Texto del documento »
Era un día limpio y salino como los que nos regala Cala d’Hort en la primavera temprana. La sal quería entrar en el diálogo, mientras el poeta decía: “no es que las piedras sean mudas, sólo guardan silencio.”

La frase rodó entre nosotros como un guijarro perfecto: sin aristas, con una redondez que pedía ser tocada. El mar, obediente, asentía con un rumor de sílabas perezosas. A partir de ahí, hablar con Humberto Ak’abal fue aprender que el mundo no necesita que lo expliquemos: basta con escucharle.

La voz serena, la risa que abría el espacio, el gesto de quien escucha primero y escribe después. Humberto Ak’abal (Momostenango, 1952–2019), poeta maya k’iche’, escribió como quien coloca el oído sobre el suelo para oír a los animales que se acercan. Su poesía es una geofonía: piedras que cantan, pájaros que silban, el agua pensando en voz baja.

Humberto Ak´abal junto a Gabriel Torres Chalk, autor del artículo

Ak’abal miraba como quien descifra la respiración de las cosas, sin temor ni prisa. Podía quedarse largo rato con el oído pegado a la mañana, como si del otro lado viviera un animal que aún no habíamos aprendido a nombrar. Si yo señalaba una gaviota, él sonreía y la escuchaba descender; si yo decía “piedras”, él oía su economía del habla: ese acuerdo mineral para no interrumpir el oficio del tiempo; si le explicaba la palabra “còdol”, tejía un silencio entre el mar y el horizonte.

Datos proporcionados »
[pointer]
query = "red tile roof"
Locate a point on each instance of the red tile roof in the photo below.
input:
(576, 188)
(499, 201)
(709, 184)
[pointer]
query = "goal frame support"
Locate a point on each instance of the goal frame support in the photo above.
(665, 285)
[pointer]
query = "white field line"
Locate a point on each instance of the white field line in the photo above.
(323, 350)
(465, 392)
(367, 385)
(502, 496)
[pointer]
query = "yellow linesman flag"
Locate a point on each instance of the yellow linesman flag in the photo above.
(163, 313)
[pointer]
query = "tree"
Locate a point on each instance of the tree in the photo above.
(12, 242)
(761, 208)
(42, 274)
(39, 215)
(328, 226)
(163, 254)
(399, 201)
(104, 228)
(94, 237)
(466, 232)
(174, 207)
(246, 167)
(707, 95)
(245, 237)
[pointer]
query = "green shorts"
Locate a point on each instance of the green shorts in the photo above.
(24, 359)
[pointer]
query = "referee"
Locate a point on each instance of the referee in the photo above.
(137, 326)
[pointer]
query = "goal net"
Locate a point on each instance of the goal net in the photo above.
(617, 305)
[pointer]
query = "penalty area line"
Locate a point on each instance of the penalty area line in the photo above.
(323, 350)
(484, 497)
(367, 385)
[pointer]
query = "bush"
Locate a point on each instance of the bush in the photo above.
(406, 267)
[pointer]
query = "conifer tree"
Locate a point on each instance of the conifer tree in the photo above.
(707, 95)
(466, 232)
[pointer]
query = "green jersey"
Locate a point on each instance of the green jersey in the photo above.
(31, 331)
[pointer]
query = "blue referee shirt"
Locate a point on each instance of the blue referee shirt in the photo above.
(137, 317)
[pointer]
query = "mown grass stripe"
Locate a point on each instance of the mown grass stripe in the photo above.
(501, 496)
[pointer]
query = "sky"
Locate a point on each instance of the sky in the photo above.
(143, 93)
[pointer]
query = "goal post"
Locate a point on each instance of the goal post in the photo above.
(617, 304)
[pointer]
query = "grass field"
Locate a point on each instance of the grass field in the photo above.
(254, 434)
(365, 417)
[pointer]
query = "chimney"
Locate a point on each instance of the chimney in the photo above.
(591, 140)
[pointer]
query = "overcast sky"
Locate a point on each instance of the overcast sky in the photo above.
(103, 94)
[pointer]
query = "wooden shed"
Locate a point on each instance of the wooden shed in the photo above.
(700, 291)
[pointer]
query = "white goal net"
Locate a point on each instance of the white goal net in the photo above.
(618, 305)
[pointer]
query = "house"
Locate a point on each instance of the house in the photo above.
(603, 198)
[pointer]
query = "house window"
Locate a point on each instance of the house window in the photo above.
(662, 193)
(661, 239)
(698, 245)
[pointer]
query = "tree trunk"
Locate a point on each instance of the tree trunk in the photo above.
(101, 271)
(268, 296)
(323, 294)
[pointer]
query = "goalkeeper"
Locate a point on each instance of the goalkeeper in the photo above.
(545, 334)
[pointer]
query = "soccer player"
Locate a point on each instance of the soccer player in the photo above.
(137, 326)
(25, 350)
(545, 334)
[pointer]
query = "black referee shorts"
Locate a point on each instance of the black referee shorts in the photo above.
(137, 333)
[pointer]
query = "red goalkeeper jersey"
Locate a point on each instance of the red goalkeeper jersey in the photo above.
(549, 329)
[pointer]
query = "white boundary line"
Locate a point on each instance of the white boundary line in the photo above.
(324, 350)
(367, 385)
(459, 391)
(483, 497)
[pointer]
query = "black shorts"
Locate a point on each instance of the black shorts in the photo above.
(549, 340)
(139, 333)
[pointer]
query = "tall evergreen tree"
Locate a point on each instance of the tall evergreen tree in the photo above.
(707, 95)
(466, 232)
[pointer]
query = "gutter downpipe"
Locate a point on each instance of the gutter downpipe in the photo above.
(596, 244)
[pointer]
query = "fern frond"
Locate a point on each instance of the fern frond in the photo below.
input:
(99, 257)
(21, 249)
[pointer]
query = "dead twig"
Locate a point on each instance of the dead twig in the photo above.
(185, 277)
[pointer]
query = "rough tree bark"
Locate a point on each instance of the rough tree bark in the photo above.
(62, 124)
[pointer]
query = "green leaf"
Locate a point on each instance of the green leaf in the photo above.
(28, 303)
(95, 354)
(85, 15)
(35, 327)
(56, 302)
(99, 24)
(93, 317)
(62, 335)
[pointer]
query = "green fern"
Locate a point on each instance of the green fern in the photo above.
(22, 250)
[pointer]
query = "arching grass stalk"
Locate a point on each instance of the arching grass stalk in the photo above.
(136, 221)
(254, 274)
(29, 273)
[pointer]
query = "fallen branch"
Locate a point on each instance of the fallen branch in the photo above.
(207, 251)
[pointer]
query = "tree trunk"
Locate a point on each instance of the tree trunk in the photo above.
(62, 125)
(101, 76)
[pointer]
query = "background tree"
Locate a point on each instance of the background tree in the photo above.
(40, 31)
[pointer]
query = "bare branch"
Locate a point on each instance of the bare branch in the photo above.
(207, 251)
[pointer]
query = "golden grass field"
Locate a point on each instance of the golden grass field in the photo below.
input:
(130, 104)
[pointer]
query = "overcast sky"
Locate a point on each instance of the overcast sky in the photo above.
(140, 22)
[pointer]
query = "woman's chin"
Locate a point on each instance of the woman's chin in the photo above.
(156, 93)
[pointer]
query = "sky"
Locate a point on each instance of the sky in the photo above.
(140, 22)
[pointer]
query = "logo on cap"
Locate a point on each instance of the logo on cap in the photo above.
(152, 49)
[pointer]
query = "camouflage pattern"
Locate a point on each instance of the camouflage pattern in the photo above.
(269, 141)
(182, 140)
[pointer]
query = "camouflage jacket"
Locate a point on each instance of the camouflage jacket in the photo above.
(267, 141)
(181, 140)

Ejercicio » ¿Puedes copiar sin cambios, del texto sobre Humberto Ak’abal, todo lo que va desde "Humberto Ak´abal junto" hasta "y el horizonte.", ambos incluidos?

Resultado final »
Humberto Ak´abal junto a Gabriel Torres Chalk, autor del artículo

Ak’abal miraba como quien descifra la respiración de las cosas, sin temor ni prisa. Podía quedarse largo rato con el oído pegado a la mañana, como si del otro lado viviera un animal que aún no habíamos aprendido a nombrar. Si yo señalaba una gaviota, él sonreía y la escuchaba descender; si yo decía “piedras”, él oía su economía del habla: ese acuerdo mineral para no interrumpir el oficio del tiempo; si le explicaba la palabra “còdol”, tejía un silencio entre el mar y el horizonte.